- _WORK INSTRUCTION_: Copy each line, word for word, from the one with "of the bark" through the final line of the listing, but skip the pictures.
- - -
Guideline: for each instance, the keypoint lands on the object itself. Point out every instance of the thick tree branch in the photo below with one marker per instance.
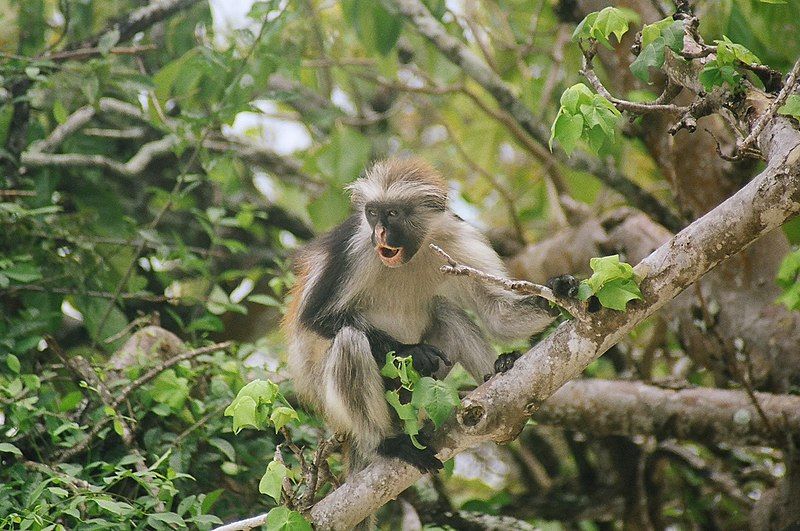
(139, 20)
(707, 415)
(519, 286)
(472, 65)
(498, 409)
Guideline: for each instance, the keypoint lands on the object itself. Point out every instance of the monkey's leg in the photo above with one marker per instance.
(355, 403)
(460, 339)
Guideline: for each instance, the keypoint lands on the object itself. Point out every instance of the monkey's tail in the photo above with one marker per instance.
(356, 462)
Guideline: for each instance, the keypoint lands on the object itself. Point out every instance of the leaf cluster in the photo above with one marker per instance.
(586, 116)
(612, 282)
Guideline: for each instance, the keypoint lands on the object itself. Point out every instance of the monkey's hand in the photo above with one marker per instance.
(505, 361)
(424, 357)
(401, 447)
(563, 286)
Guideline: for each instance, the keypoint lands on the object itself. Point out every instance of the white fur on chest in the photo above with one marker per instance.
(400, 301)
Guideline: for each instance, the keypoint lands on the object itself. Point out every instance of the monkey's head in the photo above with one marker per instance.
(399, 199)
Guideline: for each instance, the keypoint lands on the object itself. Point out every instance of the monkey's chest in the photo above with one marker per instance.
(404, 322)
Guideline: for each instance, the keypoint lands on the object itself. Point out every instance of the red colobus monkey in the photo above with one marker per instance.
(372, 285)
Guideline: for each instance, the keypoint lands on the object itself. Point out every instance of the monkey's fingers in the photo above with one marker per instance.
(402, 448)
(506, 361)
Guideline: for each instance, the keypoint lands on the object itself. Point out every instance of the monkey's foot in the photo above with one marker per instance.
(565, 286)
(504, 362)
(425, 357)
(401, 447)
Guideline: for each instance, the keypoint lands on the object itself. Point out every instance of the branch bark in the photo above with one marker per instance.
(607, 407)
(498, 409)
(472, 65)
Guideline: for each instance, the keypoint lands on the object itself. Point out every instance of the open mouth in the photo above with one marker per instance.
(390, 256)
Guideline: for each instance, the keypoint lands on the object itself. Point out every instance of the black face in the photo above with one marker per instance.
(397, 232)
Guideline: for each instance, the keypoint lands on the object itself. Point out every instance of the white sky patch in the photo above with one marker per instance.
(342, 100)
(282, 135)
(266, 186)
(482, 463)
(242, 290)
(228, 16)
(434, 134)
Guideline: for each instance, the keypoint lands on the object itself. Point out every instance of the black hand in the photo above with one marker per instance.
(504, 362)
(424, 357)
(402, 448)
(564, 286)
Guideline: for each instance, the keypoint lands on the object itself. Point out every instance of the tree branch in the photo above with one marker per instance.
(519, 286)
(707, 415)
(498, 409)
(460, 55)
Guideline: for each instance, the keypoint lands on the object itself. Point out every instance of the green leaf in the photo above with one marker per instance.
(9, 448)
(788, 278)
(584, 28)
(284, 519)
(375, 26)
(613, 282)
(252, 405)
(70, 401)
(170, 389)
(223, 446)
(437, 397)
(329, 208)
(567, 129)
(714, 75)
(168, 518)
(673, 35)
(22, 272)
(108, 41)
(729, 52)
(791, 107)
(272, 480)
(575, 96)
(616, 293)
(114, 507)
(59, 112)
(243, 411)
(282, 415)
(652, 56)
(406, 412)
(13, 363)
(610, 20)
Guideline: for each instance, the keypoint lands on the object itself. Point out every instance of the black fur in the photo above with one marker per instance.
(316, 313)
(505, 362)
(401, 447)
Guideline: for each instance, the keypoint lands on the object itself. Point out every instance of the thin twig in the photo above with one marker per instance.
(519, 286)
(791, 83)
(147, 377)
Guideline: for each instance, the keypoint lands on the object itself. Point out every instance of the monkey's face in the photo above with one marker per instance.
(397, 231)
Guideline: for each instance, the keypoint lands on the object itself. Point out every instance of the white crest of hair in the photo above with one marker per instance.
(397, 180)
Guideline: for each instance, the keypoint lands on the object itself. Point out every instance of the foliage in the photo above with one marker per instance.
(788, 279)
(266, 117)
(584, 115)
(614, 283)
(436, 398)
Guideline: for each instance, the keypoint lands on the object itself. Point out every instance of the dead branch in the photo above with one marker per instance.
(520, 286)
(706, 415)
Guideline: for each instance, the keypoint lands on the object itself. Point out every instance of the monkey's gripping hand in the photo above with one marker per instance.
(425, 357)
(563, 286)
(401, 447)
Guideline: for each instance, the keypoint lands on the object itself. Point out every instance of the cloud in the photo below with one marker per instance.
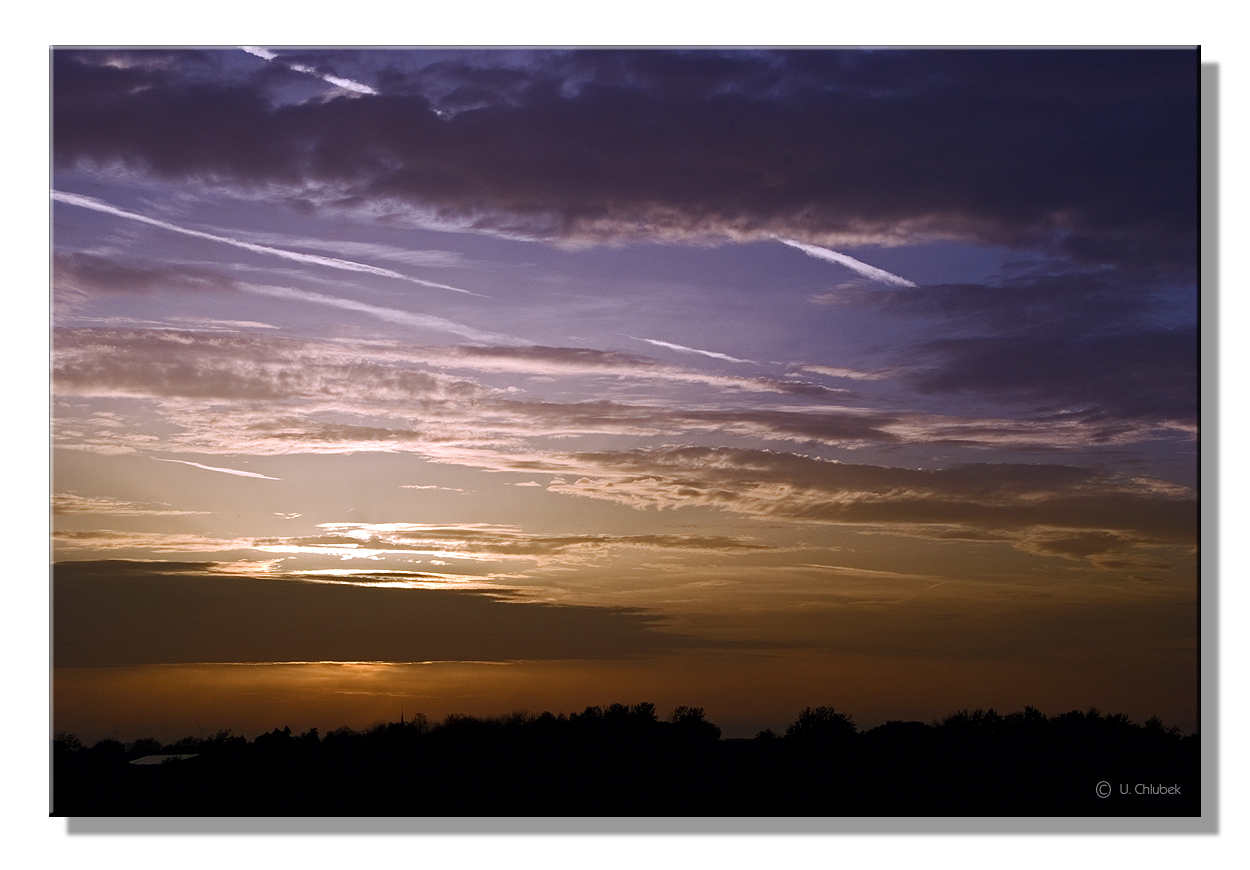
(1091, 154)
(346, 84)
(309, 259)
(118, 613)
(1118, 351)
(853, 374)
(871, 273)
(213, 468)
(976, 501)
(71, 503)
(389, 315)
(474, 543)
(693, 350)
(284, 395)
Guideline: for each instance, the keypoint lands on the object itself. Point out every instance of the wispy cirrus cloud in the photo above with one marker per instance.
(214, 468)
(284, 396)
(73, 503)
(864, 269)
(389, 315)
(468, 543)
(346, 84)
(801, 145)
(684, 349)
(298, 256)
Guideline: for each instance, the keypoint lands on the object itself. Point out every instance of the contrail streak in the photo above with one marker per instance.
(348, 84)
(390, 315)
(850, 263)
(314, 259)
(213, 468)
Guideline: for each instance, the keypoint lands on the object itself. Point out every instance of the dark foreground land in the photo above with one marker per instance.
(624, 761)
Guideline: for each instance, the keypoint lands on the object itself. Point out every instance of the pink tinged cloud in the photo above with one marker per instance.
(850, 263)
(390, 315)
(311, 259)
(213, 468)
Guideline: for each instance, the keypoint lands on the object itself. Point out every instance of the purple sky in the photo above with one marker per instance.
(750, 380)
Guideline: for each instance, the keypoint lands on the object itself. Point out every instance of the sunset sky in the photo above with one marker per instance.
(479, 380)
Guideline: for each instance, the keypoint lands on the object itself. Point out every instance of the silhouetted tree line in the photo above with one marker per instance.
(625, 760)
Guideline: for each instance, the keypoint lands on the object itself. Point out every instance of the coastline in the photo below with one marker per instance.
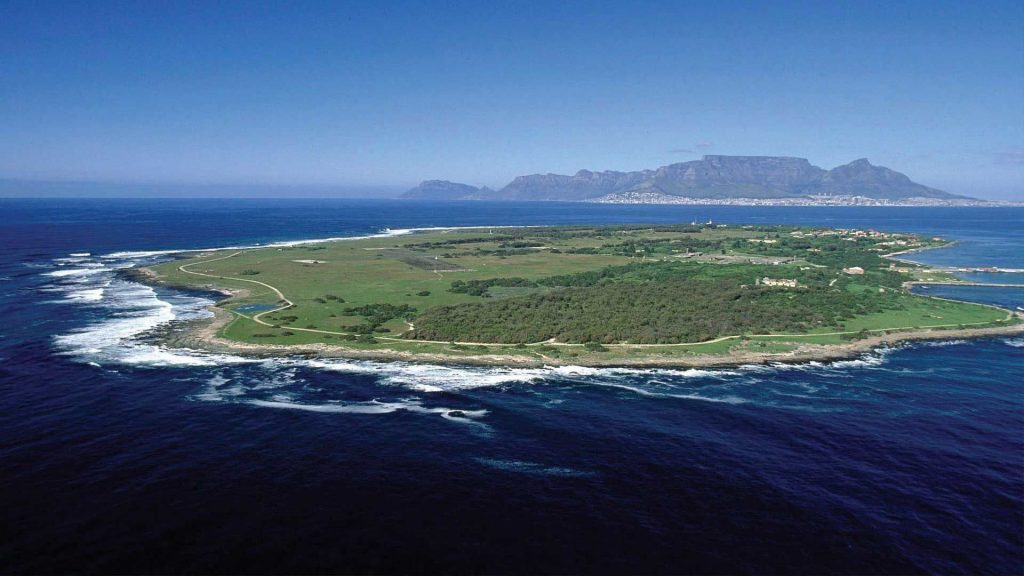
(204, 335)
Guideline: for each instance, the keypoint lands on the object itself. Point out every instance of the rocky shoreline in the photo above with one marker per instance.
(203, 335)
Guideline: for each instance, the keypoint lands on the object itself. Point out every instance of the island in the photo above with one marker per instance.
(689, 294)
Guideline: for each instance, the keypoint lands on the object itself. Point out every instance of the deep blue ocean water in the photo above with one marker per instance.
(118, 456)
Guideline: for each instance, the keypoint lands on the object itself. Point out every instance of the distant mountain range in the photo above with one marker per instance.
(762, 179)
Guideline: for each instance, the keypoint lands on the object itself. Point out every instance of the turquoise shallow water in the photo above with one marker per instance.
(124, 457)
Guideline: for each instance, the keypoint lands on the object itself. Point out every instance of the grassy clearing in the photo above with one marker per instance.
(326, 281)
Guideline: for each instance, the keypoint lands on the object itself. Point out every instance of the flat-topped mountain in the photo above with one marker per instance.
(443, 190)
(713, 177)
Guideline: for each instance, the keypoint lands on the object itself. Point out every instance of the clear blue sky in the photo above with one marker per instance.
(388, 93)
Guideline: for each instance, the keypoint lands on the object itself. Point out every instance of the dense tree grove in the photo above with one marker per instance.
(662, 302)
(480, 287)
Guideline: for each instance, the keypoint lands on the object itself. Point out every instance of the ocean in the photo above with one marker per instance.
(122, 456)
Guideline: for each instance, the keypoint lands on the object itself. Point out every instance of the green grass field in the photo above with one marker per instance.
(414, 274)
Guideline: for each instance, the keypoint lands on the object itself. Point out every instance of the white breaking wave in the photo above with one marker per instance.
(86, 295)
(523, 466)
(76, 272)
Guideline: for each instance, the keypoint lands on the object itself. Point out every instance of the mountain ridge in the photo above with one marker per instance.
(716, 177)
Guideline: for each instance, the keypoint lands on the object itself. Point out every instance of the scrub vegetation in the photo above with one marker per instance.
(619, 291)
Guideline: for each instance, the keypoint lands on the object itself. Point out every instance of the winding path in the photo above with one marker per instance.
(551, 342)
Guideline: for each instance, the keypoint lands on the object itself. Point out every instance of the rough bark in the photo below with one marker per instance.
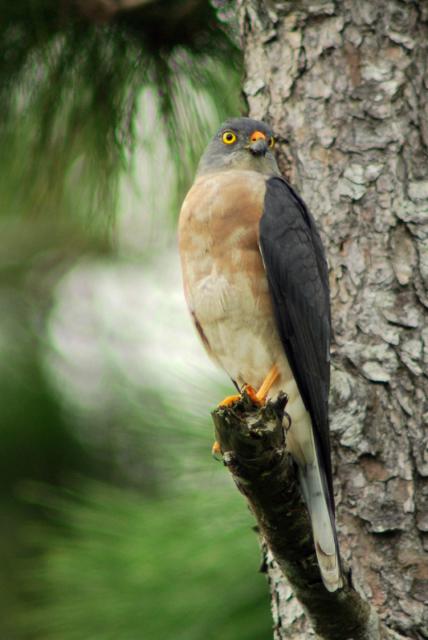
(346, 85)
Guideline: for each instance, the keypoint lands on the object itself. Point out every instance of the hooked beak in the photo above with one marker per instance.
(258, 143)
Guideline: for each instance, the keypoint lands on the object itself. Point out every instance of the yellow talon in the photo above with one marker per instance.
(229, 400)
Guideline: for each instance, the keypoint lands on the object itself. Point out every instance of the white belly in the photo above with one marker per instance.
(228, 294)
(245, 342)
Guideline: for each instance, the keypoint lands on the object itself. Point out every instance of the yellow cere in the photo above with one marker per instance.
(229, 137)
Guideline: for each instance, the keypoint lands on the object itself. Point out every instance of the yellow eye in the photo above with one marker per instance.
(229, 137)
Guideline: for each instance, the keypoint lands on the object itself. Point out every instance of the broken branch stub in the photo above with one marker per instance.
(253, 443)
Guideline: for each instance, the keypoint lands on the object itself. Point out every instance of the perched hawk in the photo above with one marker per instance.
(256, 282)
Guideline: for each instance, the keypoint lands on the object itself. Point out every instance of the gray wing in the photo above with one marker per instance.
(297, 272)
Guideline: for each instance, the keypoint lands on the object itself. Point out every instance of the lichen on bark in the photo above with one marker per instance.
(346, 85)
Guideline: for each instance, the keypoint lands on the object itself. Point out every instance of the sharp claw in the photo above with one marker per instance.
(216, 451)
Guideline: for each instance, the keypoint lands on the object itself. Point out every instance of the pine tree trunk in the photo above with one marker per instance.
(346, 85)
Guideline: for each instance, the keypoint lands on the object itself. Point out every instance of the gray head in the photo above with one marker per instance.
(240, 143)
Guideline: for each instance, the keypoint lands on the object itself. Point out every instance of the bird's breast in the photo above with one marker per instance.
(218, 238)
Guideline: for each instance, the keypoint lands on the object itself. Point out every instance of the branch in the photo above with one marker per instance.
(252, 440)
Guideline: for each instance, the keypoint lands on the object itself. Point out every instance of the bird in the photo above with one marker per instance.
(255, 280)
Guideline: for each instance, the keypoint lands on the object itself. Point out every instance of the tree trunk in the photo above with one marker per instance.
(345, 84)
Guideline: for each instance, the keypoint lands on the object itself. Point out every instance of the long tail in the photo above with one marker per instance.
(316, 494)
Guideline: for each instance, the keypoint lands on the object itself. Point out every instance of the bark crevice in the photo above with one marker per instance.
(253, 443)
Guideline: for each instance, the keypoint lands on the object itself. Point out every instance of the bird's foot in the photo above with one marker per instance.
(253, 395)
(228, 400)
(257, 397)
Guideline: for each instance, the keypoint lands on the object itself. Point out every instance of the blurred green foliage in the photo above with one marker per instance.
(116, 523)
(180, 567)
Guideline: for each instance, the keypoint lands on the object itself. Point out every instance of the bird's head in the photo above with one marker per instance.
(240, 143)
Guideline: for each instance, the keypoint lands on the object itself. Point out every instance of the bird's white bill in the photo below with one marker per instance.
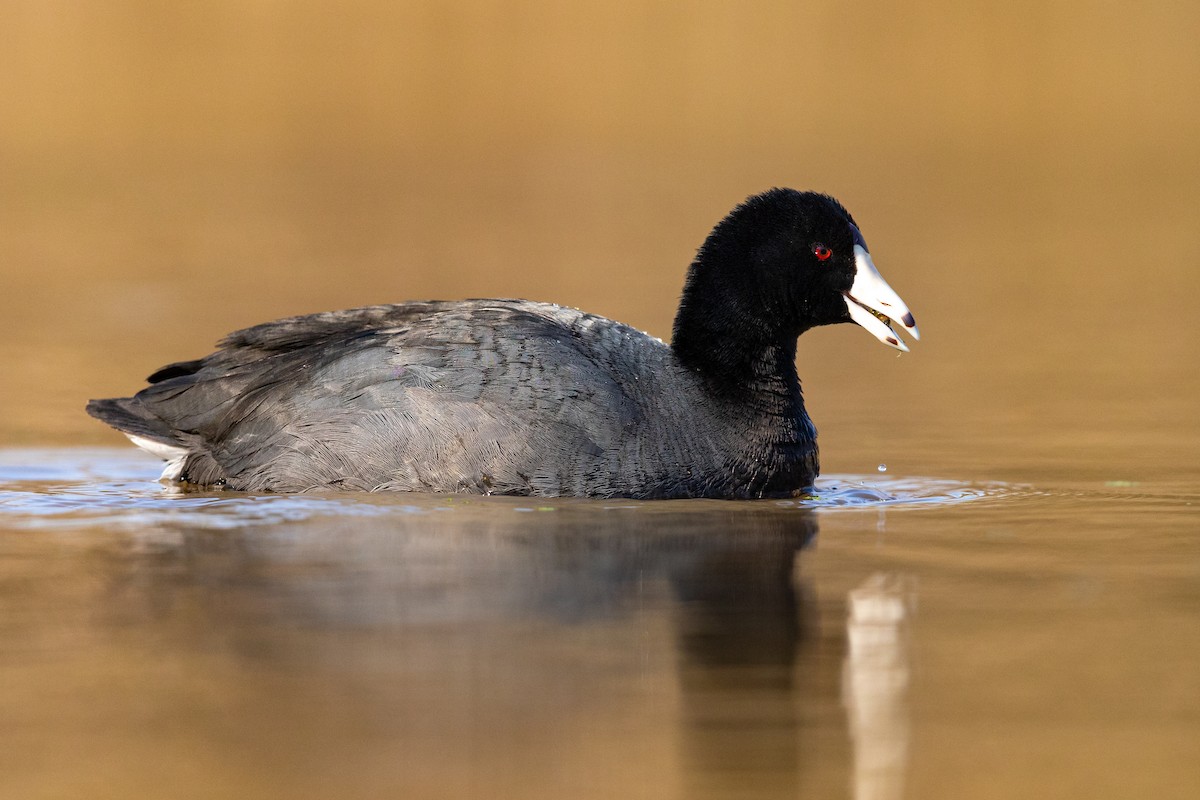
(873, 302)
- - -
- _ANSWER SPACE_:
Guideline: for each instance, the keypoint lands on the object itself. Point out every instance of the bark crevice in the photo above with one marker per instance.
(253, 443)
Guideline: for each instance, the keypoint lands on the object itself. Point out every instance of the bird's foot in the photo above with one marker per instance.
(253, 395)
(228, 400)
(257, 397)
Guideline: for each instance, the keypoint lands on the object itself. Point out every instance of the blurred green foliage in the photo above with one marker per instance.
(116, 523)
(180, 567)
Guideline: for each instance, the keypoint lands on the object itself. Point out every instance of the bird's head in the photo above with one marker per instance.
(240, 143)
Guideline: for each instance, the keypoint lands on the object itself. Point out every instance of the bird's white bill in the photo below with one marker per instance.
(873, 302)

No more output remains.